■ **Work to be completed**
Repeat the lines from the one holding "Target: concrete footpath" through the end of the records, both ends included.

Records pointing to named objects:
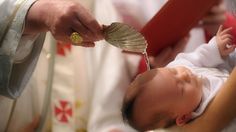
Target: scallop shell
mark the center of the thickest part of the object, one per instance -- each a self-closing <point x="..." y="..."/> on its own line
<point x="125" y="37"/>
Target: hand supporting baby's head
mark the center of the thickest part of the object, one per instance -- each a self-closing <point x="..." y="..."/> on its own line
<point x="154" y="100"/>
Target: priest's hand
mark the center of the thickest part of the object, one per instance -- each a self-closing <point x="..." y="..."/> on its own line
<point x="62" y="18"/>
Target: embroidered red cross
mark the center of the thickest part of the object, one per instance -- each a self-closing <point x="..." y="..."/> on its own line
<point x="63" y="112"/>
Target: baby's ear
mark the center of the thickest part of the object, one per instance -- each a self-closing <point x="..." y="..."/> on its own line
<point x="183" y="119"/>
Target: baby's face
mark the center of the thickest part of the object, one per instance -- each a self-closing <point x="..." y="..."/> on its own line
<point x="174" y="90"/>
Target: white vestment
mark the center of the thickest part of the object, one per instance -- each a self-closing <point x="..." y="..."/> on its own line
<point x="19" y="55"/>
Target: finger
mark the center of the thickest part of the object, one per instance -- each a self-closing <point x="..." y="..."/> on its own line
<point x="82" y="30"/>
<point x="227" y="36"/>
<point x="227" y="30"/>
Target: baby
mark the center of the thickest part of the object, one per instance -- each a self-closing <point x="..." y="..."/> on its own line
<point x="179" y="92"/>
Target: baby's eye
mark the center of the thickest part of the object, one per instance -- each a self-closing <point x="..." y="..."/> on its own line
<point x="180" y="84"/>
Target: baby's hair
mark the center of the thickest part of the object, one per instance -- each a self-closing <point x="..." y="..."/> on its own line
<point x="132" y="93"/>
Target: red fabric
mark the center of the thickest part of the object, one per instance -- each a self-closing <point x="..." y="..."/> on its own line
<point x="230" y="22"/>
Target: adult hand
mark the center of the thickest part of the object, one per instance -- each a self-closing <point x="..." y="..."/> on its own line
<point x="225" y="41"/>
<point x="62" y="18"/>
<point x="214" y="18"/>
<point x="168" y="54"/>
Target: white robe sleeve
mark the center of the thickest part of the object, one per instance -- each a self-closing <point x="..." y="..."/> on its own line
<point x="16" y="67"/>
<point x="206" y="55"/>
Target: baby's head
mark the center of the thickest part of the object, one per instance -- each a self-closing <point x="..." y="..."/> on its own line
<point x="161" y="97"/>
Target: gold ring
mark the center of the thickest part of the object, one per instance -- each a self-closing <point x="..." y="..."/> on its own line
<point x="76" y="38"/>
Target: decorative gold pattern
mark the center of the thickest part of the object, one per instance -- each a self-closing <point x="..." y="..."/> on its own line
<point x="76" y="38"/>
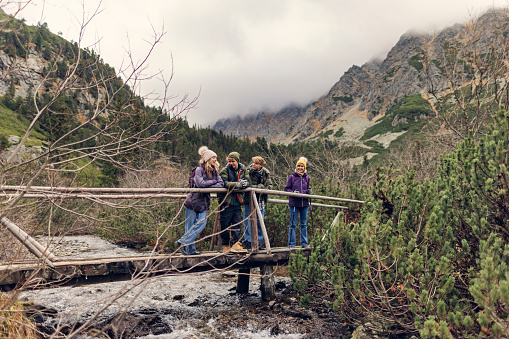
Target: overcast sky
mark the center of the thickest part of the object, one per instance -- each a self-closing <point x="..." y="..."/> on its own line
<point x="243" y="57"/>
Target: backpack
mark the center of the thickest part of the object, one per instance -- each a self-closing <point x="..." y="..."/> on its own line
<point x="191" y="177"/>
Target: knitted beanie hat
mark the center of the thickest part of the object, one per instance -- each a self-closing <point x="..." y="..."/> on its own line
<point x="303" y="161"/>
<point x="234" y="155"/>
<point x="205" y="153"/>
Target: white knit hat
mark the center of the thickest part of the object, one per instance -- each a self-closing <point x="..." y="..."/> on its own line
<point x="205" y="153"/>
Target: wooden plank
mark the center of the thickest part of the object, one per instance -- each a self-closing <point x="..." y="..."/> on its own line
<point x="143" y="265"/>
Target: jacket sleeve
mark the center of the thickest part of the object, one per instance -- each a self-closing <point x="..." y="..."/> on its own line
<point x="289" y="184"/>
<point x="224" y="175"/>
<point x="219" y="182"/>
<point x="247" y="177"/>
<point x="268" y="182"/>
<point x="199" y="182"/>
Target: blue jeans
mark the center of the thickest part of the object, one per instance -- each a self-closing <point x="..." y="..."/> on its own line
<point x="230" y="219"/>
<point x="195" y="223"/>
<point x="301" y="212"/>
<point x="247" y="225"/>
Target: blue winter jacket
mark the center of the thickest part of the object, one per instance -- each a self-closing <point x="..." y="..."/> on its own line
<point x="200" y="202"/>
<point x="299" y="183"/>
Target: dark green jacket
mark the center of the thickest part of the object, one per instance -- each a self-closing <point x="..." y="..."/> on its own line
<point x="258" y="181"/>
<point x="230" y="177"/>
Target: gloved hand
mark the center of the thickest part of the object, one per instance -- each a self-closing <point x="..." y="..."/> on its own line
<point x="241" y="183"/>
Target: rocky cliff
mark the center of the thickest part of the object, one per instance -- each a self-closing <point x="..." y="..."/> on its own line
<point x="363" y="94"/>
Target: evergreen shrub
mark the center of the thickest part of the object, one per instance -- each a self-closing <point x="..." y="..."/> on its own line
<point x="428" y="258"/>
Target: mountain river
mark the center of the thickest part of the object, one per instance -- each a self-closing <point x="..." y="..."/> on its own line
<point x="201" y="305"/>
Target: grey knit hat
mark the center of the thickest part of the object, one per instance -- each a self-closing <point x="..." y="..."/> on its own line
<point x="234" y="155"/>
<point x="205" y="153"/>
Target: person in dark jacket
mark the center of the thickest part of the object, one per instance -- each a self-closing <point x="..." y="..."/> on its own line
<point x="197" y="204"/>
<point x="298" y="182"/>
<point x="234" y="175"/>
<point x="260" y="178"/>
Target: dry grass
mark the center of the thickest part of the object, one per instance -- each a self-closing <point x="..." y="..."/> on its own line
<point x="14" y="323"/>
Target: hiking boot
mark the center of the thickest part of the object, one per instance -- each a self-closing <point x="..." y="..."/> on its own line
<point x="237" y="248"/>
<point x="181" y="248"/>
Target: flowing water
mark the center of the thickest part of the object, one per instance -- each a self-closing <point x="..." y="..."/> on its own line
<point x="201" y="305"/>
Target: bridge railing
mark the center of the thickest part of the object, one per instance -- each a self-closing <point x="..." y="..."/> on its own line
<point x="99" y="193"/>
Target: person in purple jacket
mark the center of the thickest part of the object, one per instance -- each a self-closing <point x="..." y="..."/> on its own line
<point x="197" y="204"/>
<point x="298" y="182"/>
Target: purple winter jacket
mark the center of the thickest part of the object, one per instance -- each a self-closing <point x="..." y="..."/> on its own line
<point x="200" y="202"/>
<point x="299" y="183"/>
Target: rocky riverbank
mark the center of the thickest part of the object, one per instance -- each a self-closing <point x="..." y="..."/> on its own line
<point x="190" y="306"/>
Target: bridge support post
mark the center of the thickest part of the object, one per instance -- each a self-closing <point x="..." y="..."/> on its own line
<point x="268" y="285"/>
<point x="243" y="280"/>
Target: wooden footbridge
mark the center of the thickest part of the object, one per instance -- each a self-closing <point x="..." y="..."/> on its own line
<point x="49" y="269"/>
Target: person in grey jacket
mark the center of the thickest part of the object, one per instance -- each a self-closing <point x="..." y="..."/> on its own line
<point x="260" y="178"/>
<point x="205" y="176"/>
<point x="298" y="182"/>
<point x="234" y="176"/>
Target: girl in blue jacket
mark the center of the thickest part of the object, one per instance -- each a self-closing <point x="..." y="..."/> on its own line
<point x="298" y="182"/>
<point x="197" y="204"/>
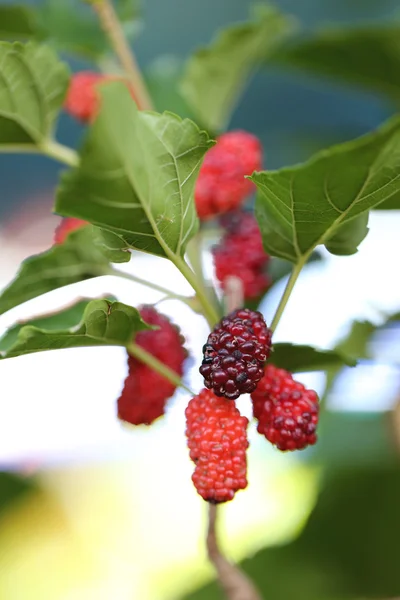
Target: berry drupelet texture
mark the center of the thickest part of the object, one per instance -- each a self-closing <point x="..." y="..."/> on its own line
<point x="65" y="227"/>
<point x="235" y="353"/>
<point x="221" y="185"/>
<point x="286" y="411"/>
<point x="217" y="440"/>
<point x="240" y="253"/>
<point x="83" y="99"/>
<point x="145" y="391"/>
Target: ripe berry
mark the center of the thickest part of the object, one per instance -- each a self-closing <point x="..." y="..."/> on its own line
<point x="65" y="227"/>
<point x="287" y="412"/>
<point x="221" y="185"/>
<point x="145" y="391"/>
<point x="235" y="353"/>
<point x="217" y="440"/>
<point x="82" y="101"/>
<point x="241" y="254"/>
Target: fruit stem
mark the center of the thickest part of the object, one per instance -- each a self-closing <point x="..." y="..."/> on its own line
<point x="150" y="284"/>
<point x="209" y="310"/>
<point x="59" y="152"/>
<point x="234" y="293"/>
<point x="233" y="581"/>
<point x="152" y="362"/>
<point x="287" y="292"/>
<point x="113" y="29"/>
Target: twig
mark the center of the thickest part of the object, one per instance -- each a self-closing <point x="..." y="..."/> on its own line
<point x="113" y="29"/>
<point x="234" y="293"/>
<point x="233" y="581"/>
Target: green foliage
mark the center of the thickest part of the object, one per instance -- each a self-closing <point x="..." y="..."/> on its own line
<point x="348" y="548"/>
<point x="75" y="260"/>
<point x="302" y="358"/>
<point x="137" y="175"/>
<point x="301" y="207"/>
<point x="215" y="76"/>
<point x="65" y="319"/>
<point x="111" y="245"/>
<point x="104" y="323"/>
<point x="33" y="83"/>
<point x="17" y="22"/>
<point x="69" y="26"/>
<point x="13" y="488"/>
<point x="367" y="56"/>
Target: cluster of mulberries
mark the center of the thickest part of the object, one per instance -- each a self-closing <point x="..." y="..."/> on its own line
<point x="240" y="253"/>
<point x="145" y="391"/>
<point x="222" y="185"/>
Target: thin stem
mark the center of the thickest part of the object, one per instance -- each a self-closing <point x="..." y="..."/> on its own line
<point x="234" y="293"/>
<point x="113" y="29"/>
<point x="60" y="152"/>
<point x="152" y="362"/>
<point x="287" y="292"/>
<point x="233" y="581"/>
<point x="209" y="310"/>
<point x="149" y="284"/>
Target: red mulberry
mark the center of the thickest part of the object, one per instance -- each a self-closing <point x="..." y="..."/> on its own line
<point x="65" y="227"/>
<point x="287" y="412"/>
<point x="145" y="391"/>
<point x="221" y="185"/>
<point x="82" y="101"/>
<point x="241" y="254"/>
<point x="235" y="353"/>
<point x="217" y="440"/>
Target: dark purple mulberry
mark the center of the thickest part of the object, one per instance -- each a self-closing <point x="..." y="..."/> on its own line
<point x="235" y="353"/>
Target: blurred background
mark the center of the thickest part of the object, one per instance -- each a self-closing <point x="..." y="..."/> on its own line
<point x="92" y="509"/>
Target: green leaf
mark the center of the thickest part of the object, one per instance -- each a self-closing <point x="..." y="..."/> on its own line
<point x="104" y="323"/>
<point x="216" y="76"/>
<point x="64" y="319"/>
<point x="163" y="81"/>
<point x="301" y="207"/>
<point x="349" y="236"/>
<point x="137" y="175"/>
<point x="368" y="57"/>
<point x="111" y="245"/>
<point x="303" y="358"/>
<point x="17" y="22"/>
<point x="75" y="260"/>
<point x="72" y="27"/>
<point x="33" y="83"/>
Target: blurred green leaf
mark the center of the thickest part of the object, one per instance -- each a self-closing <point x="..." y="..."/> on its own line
<point x="137" y="175"/>
<point x="368" y="56"/>
<point x="33" y="83"/>
<point x="75" y="260"/>
<point x="163" y="80"/>
<point x="349" y="236"/>
<point x="17" y="22"/>
<point x="301" y="207"/>
<point x="63" y="319"/>
<point x="103" y="323"/>
<point x="13" y="487"/>
<point x="216" y="76"/>
<point x="302" y="358"/>
<point x="348" y="548"/>
<point x="72" y="27"/>
<point x="355" y="345"/>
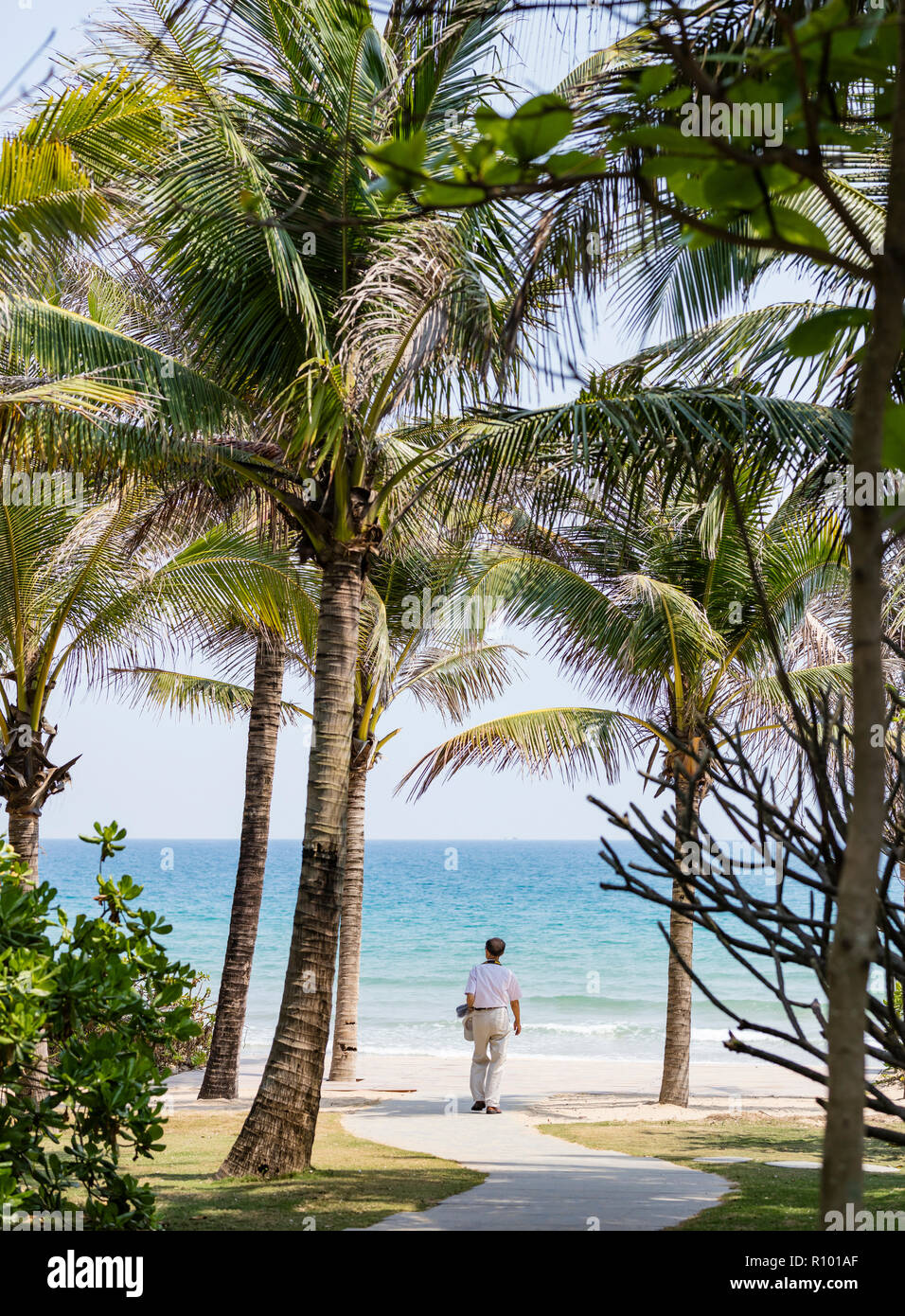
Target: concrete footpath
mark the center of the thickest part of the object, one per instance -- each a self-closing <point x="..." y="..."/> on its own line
<point x="534" y="1181"/>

■ **Complete answer**
Target: concrete footpath
mark the center of the thickest part of the object, one per instance -- each a self-closing <point x="..." y="..."/> on its own line
<point x="534" y="1181"/>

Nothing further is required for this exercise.